*LIST OF TASKS:*
A) Name every Microsoft application the post about adopting Microsoft business software mentions by name.
B) Answer these from the post about adopting Microsoft business software:
(i) For what is the Exchange and Outlook combination mainly wanted?
(ii) Which two job titles does the writer believe one person should fill?
(iii) What is named alongside IMAP as already working well for communication?
C) Reproduce the stretch of the post about adopting Microsoft business software from "But the main" through "how to use it.".

We are using IMAP Email as our primary means of internal and external
communication, and due to the missing system administrator (and personal
preferences of the business owners), we failed to integrate an Exchange
server combined with Outlook into our business. Every single employee,
including all the managers and supervisors, are manually remembering their
tasks, deadlines, schedules and such, and everything is done manually.
We would like to have a solution such as a combination of Exchange and
Outlook in place, mainly for calendar and tasks (communication itself works
actually pretty well with IMAP/MDaemon). This of course should work with
Outlook itself (in and outside the office through Firewall) or using the
Exchange web mail client (again, in and outside).
But the main thing we are looking for is some software that helps us to put
the complete workflow of our company into a database, helps us to assign
tasks, see all the departments, available resources, bottlenecks, and
dependencies.
We hope that MS Project, combined with a couple of other MS applications
(Exchange, Outlook, Sharepoint, whatever) could be helpful. Provided that we
find out what kind of person we need to hire to get all this up and running,
get some knowledge how to keep it running, and get training how to use it.
We have been avoiding this step for too many years, not willing to pay a
huge amount of money to Microsoft for such expensive applications, not
willing to accept the overhead of getting such applications installed and
customized, not willing to accept the security holes and risks that
apparently come with Microsoft products. We have reached the point where we
need a stable platform to work with, we need some help and hope to get it
through these Microsoft solutions.
After reading that entire long story here and by knowing that the persons
who wrote this are doing all of their project management and enterprise
resource management the old fashioned way (manually), do you have any
directions you can give us?
What kind of person are we looking for? By looking at some jobs web site, I
believe we are looking for a “System Engineer” and a “System Administrator”
(both in one person).
What kind of certificates does this person need? I’ve heard of something
like MCP, MCSE, MCSD, etc. What we need is a person who knows technically
how to get our servers and systems up and running, knows how these
applications work and what they are used for. Before getting to work, this
person needs to analyze not only the current IT infrastructure with us, but
also analyze some of our business logic and office/administration procedures
to understand our needs and how to implement the new systems best. Getting
things up and running and provide user guides and training for everyone is
only the tip of the iceberg.

*DATA PROVIDED:*
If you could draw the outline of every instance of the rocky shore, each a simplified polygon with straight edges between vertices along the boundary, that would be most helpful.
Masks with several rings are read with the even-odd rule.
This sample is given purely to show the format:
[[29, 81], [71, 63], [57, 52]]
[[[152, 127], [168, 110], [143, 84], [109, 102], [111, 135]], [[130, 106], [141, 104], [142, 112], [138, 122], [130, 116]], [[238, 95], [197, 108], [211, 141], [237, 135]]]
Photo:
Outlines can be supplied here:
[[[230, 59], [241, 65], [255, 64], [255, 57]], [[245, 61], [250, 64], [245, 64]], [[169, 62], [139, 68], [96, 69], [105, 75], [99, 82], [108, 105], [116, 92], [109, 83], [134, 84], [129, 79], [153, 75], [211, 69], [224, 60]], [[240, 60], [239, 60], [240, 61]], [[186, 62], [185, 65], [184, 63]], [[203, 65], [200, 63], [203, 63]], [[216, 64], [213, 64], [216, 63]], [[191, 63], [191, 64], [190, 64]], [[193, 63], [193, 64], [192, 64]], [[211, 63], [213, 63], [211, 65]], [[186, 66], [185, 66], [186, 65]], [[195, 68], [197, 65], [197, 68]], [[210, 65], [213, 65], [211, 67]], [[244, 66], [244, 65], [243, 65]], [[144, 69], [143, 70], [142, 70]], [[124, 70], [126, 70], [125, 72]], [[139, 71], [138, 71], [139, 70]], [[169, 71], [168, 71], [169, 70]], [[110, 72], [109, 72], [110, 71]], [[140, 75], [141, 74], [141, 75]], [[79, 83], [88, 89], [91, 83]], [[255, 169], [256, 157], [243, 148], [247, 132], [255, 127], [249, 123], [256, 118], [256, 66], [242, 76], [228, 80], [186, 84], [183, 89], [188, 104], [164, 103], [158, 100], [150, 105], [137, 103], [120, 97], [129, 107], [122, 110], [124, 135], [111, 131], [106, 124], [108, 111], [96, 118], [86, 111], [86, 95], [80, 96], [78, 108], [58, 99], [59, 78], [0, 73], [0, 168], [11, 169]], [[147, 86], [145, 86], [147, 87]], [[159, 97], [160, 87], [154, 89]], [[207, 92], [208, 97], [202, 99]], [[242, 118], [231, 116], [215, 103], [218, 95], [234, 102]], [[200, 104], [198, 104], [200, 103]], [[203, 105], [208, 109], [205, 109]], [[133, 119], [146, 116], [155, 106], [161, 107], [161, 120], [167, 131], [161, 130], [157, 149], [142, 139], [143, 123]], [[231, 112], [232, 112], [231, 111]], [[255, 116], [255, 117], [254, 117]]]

*EXPECTED OUTPUTS:*
A) Exchange, Outlook, MS Project, Sharepoint

B)
(i) Calendar and tasks.
(ii) "System Engineer" and "System Administrator."
(iii) MDaemon.

C)
But the main thing we are looking for is some software that helps us to put
the complete workflow of our company into a database, helps us to assign
tasks, see all the departments, available resources, bottlenecks, and
dependencies.
We hope that MS Project, combined with a couple of other MS applications
(Exchange, Outlook, Sharepoint, whatever) could be helpful. Provided that we
find out what kind of person we need to hire to get all this up and running,
get some knowledge how to keep it running, and get training how to use it.